* _What is required_
Write back every record verbatim.

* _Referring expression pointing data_

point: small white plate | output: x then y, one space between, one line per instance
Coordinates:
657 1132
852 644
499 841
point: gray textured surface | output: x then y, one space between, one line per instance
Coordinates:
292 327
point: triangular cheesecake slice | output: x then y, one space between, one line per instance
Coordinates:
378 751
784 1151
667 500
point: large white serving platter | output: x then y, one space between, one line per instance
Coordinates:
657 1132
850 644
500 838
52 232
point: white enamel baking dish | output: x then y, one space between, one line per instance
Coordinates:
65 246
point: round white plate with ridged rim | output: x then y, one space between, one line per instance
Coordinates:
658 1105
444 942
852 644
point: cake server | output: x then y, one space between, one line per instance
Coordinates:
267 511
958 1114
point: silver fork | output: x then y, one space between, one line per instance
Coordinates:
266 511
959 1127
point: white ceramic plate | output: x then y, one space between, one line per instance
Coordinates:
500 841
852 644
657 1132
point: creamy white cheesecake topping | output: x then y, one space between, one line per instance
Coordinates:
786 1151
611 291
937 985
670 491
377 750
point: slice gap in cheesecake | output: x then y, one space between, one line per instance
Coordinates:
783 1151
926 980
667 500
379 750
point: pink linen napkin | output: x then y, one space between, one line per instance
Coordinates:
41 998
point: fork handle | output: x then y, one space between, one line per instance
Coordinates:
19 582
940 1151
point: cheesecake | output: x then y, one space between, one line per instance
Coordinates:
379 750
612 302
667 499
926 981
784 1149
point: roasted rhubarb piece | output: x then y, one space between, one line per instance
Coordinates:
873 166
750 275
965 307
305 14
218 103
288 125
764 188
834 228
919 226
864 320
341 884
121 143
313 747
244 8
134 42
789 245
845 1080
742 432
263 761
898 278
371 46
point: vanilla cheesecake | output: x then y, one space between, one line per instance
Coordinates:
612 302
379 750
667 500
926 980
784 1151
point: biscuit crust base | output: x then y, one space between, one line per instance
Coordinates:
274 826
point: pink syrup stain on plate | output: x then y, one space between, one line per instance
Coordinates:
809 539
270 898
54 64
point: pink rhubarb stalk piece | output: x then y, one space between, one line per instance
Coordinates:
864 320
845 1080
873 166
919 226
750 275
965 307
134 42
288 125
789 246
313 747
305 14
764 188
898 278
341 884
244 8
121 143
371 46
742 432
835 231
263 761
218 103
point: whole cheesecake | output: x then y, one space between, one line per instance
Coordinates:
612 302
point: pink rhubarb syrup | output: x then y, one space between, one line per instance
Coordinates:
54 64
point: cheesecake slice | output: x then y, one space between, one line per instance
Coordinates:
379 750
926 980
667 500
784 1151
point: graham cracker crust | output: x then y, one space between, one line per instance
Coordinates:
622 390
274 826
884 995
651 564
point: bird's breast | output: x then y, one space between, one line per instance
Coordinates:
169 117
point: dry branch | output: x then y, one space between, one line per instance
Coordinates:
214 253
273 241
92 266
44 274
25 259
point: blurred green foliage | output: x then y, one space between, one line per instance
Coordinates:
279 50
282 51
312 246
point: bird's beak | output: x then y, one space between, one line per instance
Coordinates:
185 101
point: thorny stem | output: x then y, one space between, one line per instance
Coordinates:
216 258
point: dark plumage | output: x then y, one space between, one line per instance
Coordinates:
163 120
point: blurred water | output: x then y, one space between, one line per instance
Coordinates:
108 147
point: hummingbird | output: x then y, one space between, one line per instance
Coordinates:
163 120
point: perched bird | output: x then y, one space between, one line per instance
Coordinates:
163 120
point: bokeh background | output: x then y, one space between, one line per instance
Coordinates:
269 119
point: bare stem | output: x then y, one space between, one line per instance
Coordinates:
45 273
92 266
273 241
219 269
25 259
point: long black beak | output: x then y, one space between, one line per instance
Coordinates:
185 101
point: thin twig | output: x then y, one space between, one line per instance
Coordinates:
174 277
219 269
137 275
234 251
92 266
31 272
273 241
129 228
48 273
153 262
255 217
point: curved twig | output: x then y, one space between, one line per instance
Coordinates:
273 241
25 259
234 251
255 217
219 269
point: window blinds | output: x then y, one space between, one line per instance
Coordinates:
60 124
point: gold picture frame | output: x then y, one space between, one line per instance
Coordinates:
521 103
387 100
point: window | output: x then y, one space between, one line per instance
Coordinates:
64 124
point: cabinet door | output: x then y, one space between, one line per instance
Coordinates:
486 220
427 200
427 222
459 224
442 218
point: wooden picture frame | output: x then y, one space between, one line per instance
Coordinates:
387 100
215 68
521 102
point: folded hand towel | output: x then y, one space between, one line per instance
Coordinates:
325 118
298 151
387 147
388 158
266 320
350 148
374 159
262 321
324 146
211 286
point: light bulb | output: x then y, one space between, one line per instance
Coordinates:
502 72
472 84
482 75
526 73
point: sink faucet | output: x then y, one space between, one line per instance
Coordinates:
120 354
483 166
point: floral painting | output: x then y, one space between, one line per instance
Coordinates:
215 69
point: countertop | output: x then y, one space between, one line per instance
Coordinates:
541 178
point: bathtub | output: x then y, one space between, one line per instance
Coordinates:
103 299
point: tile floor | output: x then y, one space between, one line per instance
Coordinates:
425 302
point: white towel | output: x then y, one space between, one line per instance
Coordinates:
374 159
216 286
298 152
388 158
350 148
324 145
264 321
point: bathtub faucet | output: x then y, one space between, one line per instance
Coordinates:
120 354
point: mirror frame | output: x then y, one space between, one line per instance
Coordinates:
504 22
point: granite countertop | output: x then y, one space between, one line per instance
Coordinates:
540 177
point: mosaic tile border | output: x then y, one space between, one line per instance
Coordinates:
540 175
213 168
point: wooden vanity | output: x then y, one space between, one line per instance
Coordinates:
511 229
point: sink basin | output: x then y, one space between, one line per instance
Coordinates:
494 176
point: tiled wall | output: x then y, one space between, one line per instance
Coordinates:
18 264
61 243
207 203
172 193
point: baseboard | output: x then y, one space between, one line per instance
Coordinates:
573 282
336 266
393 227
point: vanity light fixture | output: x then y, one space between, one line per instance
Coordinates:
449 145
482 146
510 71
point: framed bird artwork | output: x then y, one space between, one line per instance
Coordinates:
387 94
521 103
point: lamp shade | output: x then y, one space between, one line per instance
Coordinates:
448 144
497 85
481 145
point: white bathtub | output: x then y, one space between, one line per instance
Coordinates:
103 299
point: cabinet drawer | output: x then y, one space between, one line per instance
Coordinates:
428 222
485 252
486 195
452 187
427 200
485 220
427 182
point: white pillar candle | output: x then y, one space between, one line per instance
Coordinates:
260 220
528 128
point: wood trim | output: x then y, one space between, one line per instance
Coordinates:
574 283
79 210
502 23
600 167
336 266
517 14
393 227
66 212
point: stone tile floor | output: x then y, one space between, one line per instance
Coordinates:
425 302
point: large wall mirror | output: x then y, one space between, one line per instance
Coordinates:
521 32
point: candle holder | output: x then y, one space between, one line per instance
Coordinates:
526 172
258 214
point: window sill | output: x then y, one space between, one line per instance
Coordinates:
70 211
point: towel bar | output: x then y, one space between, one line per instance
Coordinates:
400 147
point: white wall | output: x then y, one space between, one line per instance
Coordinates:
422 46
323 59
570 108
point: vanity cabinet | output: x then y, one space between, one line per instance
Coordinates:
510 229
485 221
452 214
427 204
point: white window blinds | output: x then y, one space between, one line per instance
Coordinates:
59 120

* _Answer to the exercise_
point: small white plate | output: x then y, one space between, one line per instance
Coordinates:
657 1132
852 644
499 841
point: gray textured surface | output: x then y, one space between, one line per instance
Coordinates:
292 327
point: triangular cheesecake slice | output: x then y, one space between, one line per instance
Coordinates:
378 751
784 1151
667 500
point: large white serving platter | output: x then y, one space between, one line per instance
Coordinates:
657 1132
850 644
500 838
52 232
point: white enamel baking dish | output: x then y, one space between, one line per instance
Coordinates:
65 246
point: round white plate with ridged rim | output: x then y, one space between, one line per instance
Coordinates:
658 1105
444 942
852 644
point: cake server | output: x then y, one space between, one line per instance
Coordinates:
267 511
958 1114
point: silver fork | output: x then y, one space between, one line per instance
Coordinates:
266 511
959 1127
point: white ceramic plate | output: x then y, one space between, one line per instance
Coordinates:
500 841
852 644
657 1132
point: creamy white cheesecake topping | output: x then y, one space between, one line per instance
Coordinates:
786 1151
611 291
937 985
670 491
377 750
point: slice gap in cheesecake | output: x then y, one space between, one line per instance
Coordinates:
783 1151
926 980
667 500
379 750
point: pink linen napkin | output: x then y, one space between, one line per instance
Coordinates:
41 998
point: fork handle | output: x then y, one space between, one line per instance
Coordinates:
19 582
940 1151
point: cheesecake | output: x then y, one space between, one line per instance
Coordinates:
379 750
612 302
667 499
926 981
784 1149
point: roasted rhubarb piece | output: x then y, one space between, one line per instance
Coordinates:
873 166
750 275
965 307
305 14
218 103
288 125
764 188
834 228
919 226
864 320
341 884
121 143
313 747
244 8
134 42
789 245
845 1080
742 432
263 761
898 278
371 46
point: vanilla cheesecake | output: x then y, one space between, one line per instance
Coordinates:
612 302
379 750
667 500
926 980
784 1151
point: biscuit crust base | output: x then y, one space between, one line per instance
Coordinates:
274 826
point: pink syrup stain on plate | output: x then y, one space between, one line per instance
Coordinates:
809 539
270 898
54 64
point: pink rhubarb stalk piece | output: x then y, one space between, one line per instance
Coordinates:
864 320
845 1080
873 166
919 226
750 275
965 307
134 42
288 125
789 246
313 747
305 14
764 188
898 278
341 884
244 8
121 143
371 46
742 432
835 231
263 761
218 103
point: whole cheesecake | output: x then y, one space between, one line per instance
Coordinates:
612 302
point: pink rhubarb syrup | output: x then y, one space between, one line per instance
Coordinates:
54 64
point: cheesecake slice | output: x then y, one space between, one line per instance
Coordinates:
379 750
926 980
667 500
784 1151
point: graham cracker crust | output: x then y, one space between, one line per instance
Coordinates:
622 390
274 826
884 995
651 564
point: bird's breast | output: x then y, one space between, one line per instance
Coordinates:
169 117
point: dry branch | output: x then y, one space between, one line per instance
Coordinates:
214 253
273 241
92 266
44 274
25 259
point: blurred green foliage | output: x then y, one space between, one line per instance
Coordinates:
279 50
282 51
312 246
point: bird's beak | output: x then y, one space between, one line per instance
Coordinates:
185 101
point: thorny stem | output: x then y, one space between, one line per instance
Coordinates:
216 258
point: dark plumage | output: x then y, one space between, one line per instance
Coordinates:
163 120
point: blurred water | output: x then y, one space between, one line per instance
Coordinates:
108 147
point: hummingbird | output: x then y, one space between, one line per instance
Coordinates:
163 120
point: perched bird | output: x then y, one space between, one line per instance
Coordinates:
163 120
point: bokeh background | output: x then y, one space between, one line per instance
Coordinates:
269 119
point: bare stem | output: x then y, one space between, one line per instance
Coordinates:
45 273
92 266
273 241
219 269
25 259
point: long black beak | output: x then y, one space between, one line per instance
Coordinates:
185 101
point: thin twig | output: x then y, one space between, one line per instance
Coordinates:
174 277
219 269
137 275
234 251
92 266
31 272
273 241
129 228
48 273
153 262
255 217
point: curved twig | output: x then y, one space between, one line per instance
Coordinates:
273 241
25 259
234 251
255 217
219 269
point: window blinds | output: x then y, one space between, one line per instance
Coordinates:
60 124
point: gold picture frame | output: x then y, one space between, one line per instance
Coordinates:
521 103
387 100
point: window | output: x then y, one space between, one line per instance
Coordinates:
64 124
point: cabinet door | output: x then y, one space between, one line per instance
Coordinates:
486 220
427 200
427 222
459 224
442 218
point: wooden picture frame | output: x then y, one space between, one line per instance
Coordinates:
387 100
215 68
521 102
point: folded hand towel | output: x then y, one space between, one line per instance
Coordinates:
325 118
298 151
387 147
388 158
266 320
350 148
374 159
262 321
324 146
211 286
point: light bulb | output: x then y, one space between, one line per instance
Coordinates:
502 72
472 84
482 75
526 73
point: sink faucet | output: x then y, one space between, one line per instance
Coordinates:
120 354
483 166
point: floral painting | output: x then y, one space between, one line per instance
Coordinates:
215 69
point: countertop | output: x then y, one space between, one line per instance
Coordinates:
541 178
point: bathtub | output: x then y, one space between, one line per instance
Coordinates:
103 299
point: tile floor | output: x then y, one space between, one line per instance
Coordinates:
425 302
point: white towel | output: x then y, one space between, one line per instance
Coordinates:
374 159
216 286
298 152
388 158
350 148
324 145
264 321
point: bathtub faucet | output: x then y, one space between, one line per instance
Coordinates:
120 354
point: mirror frame | output: x then y, one space between, one line per instance
Coordinates:
504 22
point: granite countertop | output: x then y, one space between, one line per instance
Coordinates:
540 177
point: mosaic tile border | output: x then y, one space between, one line per instance
Coordinates:
540 175
213 168
point: wooden vanity | output: x then y, one space between, one line per instance
Coordinates:
511 229
point: sink basin | output: x then y, one space between, one line per instance
Coordinates:
494 176
point: tiled wall | output: x then y, one space between, one line per instance
Coordinates:
18 264
61 243
207 203
172 193
point: baseboard | output: x then y, one space between, one line per instance
Coordinates:
573 282
336 266
393 227
point: vanity light fixture | output: x then y, one space between, one line per instance
Coordinates:
449 145
482 146
510 71
point: framed bird artwork | output: x then y, one space between, one line per instance
Coordinates:
387 94
521 103
point: lamp shade | output: x then y, one space between, one line per instance
Coordinates:
448 144
497 85
481 145
point: white bathtub | output: x then y, one space between, one line per instance
Coordinates:
103 299
point: cabinet drawer | output: x then y, one space between, one line per instance
Coordinates:
428 222
485 252
486 195
452 187
427 200
485 220
427 182
point: white pillar candle | output: x then y, one space between, one line per instance
Coordinates:
260 220
528 128
point: wood trim | output: x then y, one space between, one line per instance
Coordinates:
574 283
79 210
502 23
600 167
336 266
517 14
393 227
66 212
point: stone tile floor | output: x then y, one space between, one line per instance
Coordinates:
425 302
point: large wall mirror | output: x then y, one space between, one line per instance
Coordinates:
521 32
point: candle holder | output: x then y, one space between, one line per instance
Coordinates:
526 172
258 214
point: window sill | output: x then y, one space between, one line per instance
Coordinates:
70 211
point: towel bar | output: x then y, one space between, one line per instance
Coordinates:
400 147
point: white wall | output: x then y, one space between, one line per instance
Coordinates:
422 46
323 59
570 108
point: vanity cabinet | output: x then y, one space between, one line per instance
Coordinates:
510 229
485 221
452 214
427 204
point: white window blinds | output: x then y, one space between, one line per instance
Coordinates:
59 120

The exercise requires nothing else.